___ RECORDS SUPPLIED
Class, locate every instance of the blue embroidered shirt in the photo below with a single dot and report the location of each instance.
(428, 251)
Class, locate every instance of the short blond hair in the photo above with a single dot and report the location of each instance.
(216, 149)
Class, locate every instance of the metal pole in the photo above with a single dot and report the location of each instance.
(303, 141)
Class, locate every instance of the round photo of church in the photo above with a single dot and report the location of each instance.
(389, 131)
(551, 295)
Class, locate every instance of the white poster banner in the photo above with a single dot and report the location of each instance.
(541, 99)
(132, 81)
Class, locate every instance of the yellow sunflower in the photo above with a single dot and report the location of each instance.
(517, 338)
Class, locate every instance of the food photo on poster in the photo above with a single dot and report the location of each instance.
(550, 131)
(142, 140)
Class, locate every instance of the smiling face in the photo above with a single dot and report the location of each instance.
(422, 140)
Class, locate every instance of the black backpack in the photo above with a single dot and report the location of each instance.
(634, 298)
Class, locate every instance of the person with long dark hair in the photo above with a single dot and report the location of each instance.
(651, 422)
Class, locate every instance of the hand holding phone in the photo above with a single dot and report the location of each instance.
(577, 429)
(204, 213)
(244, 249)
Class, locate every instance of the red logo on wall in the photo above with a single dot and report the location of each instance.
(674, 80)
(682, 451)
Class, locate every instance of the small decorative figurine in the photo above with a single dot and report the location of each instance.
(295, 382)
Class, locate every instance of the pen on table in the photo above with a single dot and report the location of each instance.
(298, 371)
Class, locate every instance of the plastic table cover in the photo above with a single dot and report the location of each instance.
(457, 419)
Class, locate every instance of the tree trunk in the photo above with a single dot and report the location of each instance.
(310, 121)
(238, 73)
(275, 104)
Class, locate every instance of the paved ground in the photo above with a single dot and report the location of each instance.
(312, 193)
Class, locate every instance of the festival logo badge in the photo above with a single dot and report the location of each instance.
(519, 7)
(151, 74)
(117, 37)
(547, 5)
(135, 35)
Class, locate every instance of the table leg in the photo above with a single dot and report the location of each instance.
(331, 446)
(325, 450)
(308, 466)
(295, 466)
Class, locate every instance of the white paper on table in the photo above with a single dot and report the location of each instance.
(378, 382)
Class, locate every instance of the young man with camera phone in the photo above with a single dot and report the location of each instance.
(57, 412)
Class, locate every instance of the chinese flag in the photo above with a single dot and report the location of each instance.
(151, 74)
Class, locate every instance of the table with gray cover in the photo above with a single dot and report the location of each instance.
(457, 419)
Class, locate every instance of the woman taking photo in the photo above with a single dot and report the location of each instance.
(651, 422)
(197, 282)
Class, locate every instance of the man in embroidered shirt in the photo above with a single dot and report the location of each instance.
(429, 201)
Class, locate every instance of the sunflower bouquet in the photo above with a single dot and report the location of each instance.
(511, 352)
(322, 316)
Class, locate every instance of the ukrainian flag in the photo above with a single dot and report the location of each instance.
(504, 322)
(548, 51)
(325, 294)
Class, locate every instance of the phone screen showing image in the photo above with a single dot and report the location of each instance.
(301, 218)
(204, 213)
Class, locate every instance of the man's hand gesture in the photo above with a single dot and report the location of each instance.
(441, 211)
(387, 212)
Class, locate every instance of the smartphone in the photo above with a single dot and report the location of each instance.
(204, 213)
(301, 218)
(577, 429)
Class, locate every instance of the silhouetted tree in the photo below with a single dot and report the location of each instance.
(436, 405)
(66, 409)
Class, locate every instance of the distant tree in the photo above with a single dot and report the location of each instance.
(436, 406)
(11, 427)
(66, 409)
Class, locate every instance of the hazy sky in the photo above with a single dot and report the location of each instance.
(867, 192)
______
TASK TO CARRY OUT: Find the line that contains "Class, locate every instance of the smartphone" in the listing above. Retype it and every line after it up to the last, exactly, and nothing else.

REPLY TO THE TASK:
Class, locate every instance of the smartphone in the photo above with a single dot and report the location of each instance.
(204, 213)
(301, 218)
(577, 429)
Class, locate every instance of the silhouetted tree in the photo below with a single dot and report the location of each instance.
(436, 405)
(66, 409)
Class, locate every instance of the distant tree in the photo above with a single dot and report the location of each instance.
(436, 406)
(11, 427)
(66, 409)
Class, locate every instance of the hazy sky in the photo above with a single dot and report the location of each instance.
(867, 192)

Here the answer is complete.